[Natural-language object grounding data]
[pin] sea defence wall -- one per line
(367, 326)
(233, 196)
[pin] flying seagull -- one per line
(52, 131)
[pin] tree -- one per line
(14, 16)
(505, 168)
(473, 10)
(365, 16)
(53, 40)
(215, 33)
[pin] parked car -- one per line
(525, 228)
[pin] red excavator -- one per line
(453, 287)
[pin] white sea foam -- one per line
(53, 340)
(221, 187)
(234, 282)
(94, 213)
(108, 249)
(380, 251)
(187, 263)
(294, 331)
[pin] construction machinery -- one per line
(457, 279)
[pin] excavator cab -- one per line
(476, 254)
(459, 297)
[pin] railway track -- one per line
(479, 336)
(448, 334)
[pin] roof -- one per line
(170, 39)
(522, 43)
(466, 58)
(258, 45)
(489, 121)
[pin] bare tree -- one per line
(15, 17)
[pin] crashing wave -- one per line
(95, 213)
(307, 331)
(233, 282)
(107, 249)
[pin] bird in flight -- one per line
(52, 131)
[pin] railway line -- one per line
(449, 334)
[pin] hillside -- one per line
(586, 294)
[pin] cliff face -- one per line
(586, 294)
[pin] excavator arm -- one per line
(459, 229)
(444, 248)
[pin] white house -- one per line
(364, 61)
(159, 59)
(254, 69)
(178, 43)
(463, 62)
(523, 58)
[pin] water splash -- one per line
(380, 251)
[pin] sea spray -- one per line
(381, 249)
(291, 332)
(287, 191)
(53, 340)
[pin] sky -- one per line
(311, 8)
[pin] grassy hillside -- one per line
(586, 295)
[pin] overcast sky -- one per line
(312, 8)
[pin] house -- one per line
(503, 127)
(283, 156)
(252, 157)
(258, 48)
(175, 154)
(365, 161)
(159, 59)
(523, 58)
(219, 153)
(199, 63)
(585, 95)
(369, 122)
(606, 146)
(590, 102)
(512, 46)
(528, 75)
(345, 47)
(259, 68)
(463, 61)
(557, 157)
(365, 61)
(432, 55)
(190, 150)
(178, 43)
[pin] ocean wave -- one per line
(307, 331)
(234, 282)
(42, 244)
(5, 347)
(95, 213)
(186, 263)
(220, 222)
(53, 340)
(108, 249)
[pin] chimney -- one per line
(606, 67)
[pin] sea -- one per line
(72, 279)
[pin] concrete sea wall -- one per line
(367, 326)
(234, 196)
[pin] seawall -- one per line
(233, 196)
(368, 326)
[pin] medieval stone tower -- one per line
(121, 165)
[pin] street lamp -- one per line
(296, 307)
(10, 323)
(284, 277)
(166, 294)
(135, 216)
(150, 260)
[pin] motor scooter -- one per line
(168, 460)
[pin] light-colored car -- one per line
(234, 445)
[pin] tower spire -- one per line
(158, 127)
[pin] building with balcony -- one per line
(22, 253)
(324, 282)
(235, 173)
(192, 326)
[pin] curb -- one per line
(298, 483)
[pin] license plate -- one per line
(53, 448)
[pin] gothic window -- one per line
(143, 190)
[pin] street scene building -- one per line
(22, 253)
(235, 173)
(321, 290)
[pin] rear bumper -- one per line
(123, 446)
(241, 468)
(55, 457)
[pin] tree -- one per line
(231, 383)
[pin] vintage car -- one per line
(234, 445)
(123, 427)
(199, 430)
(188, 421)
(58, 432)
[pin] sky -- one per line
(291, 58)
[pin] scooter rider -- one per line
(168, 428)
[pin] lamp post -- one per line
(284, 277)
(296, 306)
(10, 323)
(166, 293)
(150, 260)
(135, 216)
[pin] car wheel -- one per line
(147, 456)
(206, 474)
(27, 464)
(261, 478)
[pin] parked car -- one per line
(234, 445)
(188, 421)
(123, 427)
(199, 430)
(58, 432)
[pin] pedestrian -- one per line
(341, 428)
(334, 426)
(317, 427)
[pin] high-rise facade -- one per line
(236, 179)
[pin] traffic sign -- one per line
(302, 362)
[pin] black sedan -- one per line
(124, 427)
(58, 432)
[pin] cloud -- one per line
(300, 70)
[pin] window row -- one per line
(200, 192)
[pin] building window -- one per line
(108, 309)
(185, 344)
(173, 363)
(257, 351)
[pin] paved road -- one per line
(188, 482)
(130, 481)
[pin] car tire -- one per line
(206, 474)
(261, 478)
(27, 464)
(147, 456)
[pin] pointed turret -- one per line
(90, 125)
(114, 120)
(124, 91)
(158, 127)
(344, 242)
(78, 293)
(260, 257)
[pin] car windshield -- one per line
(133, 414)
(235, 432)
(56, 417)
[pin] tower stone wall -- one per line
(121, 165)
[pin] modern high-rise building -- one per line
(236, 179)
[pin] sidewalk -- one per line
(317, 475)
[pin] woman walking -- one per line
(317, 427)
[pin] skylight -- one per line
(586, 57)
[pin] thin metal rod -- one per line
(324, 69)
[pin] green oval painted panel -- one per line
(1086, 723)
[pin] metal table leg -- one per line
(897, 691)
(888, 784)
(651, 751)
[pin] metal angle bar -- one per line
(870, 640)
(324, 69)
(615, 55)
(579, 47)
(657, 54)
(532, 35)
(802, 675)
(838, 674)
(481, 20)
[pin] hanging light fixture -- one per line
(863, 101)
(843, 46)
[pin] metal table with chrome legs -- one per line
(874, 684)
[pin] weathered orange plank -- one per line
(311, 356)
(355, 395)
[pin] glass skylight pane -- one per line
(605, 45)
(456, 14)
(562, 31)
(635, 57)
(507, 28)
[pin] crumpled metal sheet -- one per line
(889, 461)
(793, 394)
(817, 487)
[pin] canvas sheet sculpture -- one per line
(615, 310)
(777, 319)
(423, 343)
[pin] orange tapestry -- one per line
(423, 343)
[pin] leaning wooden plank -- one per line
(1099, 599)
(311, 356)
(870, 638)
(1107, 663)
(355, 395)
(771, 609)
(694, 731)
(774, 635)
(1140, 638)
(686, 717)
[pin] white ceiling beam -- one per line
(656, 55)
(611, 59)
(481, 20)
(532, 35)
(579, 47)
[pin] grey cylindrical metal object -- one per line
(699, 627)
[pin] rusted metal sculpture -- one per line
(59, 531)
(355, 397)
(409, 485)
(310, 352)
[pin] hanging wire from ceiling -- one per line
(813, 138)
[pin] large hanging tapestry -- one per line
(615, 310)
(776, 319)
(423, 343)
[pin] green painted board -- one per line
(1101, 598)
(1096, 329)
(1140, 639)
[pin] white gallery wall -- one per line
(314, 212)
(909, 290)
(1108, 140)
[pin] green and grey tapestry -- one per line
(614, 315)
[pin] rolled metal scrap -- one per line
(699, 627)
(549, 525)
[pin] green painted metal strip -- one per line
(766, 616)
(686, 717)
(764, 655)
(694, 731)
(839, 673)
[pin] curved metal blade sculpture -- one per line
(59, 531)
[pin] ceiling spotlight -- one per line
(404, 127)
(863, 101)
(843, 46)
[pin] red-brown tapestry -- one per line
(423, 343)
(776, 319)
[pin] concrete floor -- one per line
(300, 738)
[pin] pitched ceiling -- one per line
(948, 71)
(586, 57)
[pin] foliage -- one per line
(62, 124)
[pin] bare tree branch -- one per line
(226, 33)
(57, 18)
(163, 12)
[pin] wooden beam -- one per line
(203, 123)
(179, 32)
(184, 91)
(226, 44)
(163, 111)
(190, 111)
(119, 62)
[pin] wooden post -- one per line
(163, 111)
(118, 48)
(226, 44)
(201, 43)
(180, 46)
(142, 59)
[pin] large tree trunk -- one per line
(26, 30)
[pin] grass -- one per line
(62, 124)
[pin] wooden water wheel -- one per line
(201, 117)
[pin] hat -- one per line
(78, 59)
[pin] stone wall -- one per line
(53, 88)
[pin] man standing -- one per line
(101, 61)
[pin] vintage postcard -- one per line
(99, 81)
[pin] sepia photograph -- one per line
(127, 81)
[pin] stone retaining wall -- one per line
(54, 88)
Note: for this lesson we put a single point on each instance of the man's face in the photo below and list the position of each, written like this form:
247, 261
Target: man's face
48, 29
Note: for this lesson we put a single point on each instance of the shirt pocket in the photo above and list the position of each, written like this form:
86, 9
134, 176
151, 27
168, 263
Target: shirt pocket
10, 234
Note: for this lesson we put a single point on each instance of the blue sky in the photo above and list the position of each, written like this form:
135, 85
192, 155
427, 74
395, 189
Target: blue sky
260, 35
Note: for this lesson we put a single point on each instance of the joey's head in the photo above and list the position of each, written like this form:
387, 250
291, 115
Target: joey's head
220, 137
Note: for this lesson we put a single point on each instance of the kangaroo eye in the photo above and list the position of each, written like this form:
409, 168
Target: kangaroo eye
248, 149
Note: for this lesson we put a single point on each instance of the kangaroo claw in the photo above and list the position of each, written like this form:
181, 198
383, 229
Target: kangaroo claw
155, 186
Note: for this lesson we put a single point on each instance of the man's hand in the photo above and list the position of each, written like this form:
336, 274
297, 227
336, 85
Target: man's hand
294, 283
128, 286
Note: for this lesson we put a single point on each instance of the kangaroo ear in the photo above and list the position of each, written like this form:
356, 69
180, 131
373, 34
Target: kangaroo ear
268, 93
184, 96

Problem statement: Identify the lines in the entries that hold "above" and return each one.

Finished task:
Note: for this lesson we put a single point on each instance of the shirt pocket in the photo above and list the position of each, written like this form:
Note: for this lesson we put a single point on each instance of the blue sky in the photo above and list the position of each, written like this form:
Note: for this lesson we put a single point on each instance of the joey's head in the photo above and list the position of each, written like this form:
Note: for this lesson we put a single point on each instance of the kangaroo eye in the photo above and list the position of each, written like this form:
Note: for this lesson we put a single point on each instance of the kangaroo claw in the photo above and list the position of each, written like this form:
Note: for this lesson we put a single point on each instance of the man's hand in the photo above and list the position of each, written like this form:
Note: for this lesson we put a single point on each instance of the kangaroo ear in the photo above and list the position of each, written like this form:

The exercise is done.